Your objective
Repeat the forum thread word for word, starting with "## Monkey Turned" and going on through "## _Simon_ (Mar 11, 2021)".

Passage
# ?



## Nicolas.P (Mar 10, 2021)

?


----------



## Nicolas.P (Mar 10, 2021)

How does This work


----------



## drop bear (Mar 10, 2021)

Pretty much like that. But with more content.


----------



## Monkey Turned Wolf (Mar 10, 2021)

^What he said. Post questions, threads. Comment answers, or other questions. Or just general discussion.


----------



## _Simon_ (Mar 11, 2021)

Yes.


----------



## Steve (Mar 11, 2021)

!


----------



## CB Jones (Mar 11, 2021)

Steve said:


> !



I'm more of an exclamation mark person myself.


----------



## Steve (Mar 11, 2021)

CB Jones said:


> I'm more of an exclamation mark person myself.


ME TOO!


----------



## Xue Sheng (Mar 11, 2021)

I'm more of an Interrobang guy myself !?


----------



## Buka (Mar 11, 2021)

I’m a parenthesis.


----------



## Steve (Mar 11, 2021)

Buka said:


> I’m a parenthesis.


(He said with a twinkle in his eye)


----------



## Buka (Mar 11, 2021)

Steve said:


> (He said with a twinkle in his eye)



Oh, snap!


----------

Raw data
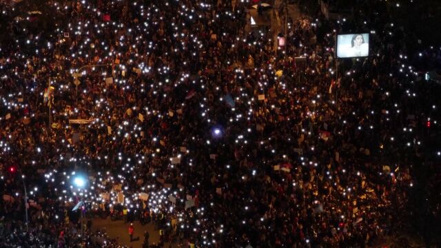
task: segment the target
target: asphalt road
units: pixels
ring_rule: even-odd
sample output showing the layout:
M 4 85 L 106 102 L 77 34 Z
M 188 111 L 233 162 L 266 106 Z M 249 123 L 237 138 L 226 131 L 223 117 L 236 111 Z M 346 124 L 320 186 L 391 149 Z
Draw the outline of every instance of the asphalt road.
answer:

Complete output
## Monkey Turned Wolf (Mar 10, 2021)

^What he said. Post questions, threads. Comment answers, or other questions. Or just general discussion.


----------



## _Simon_ (Mar 11, 2021)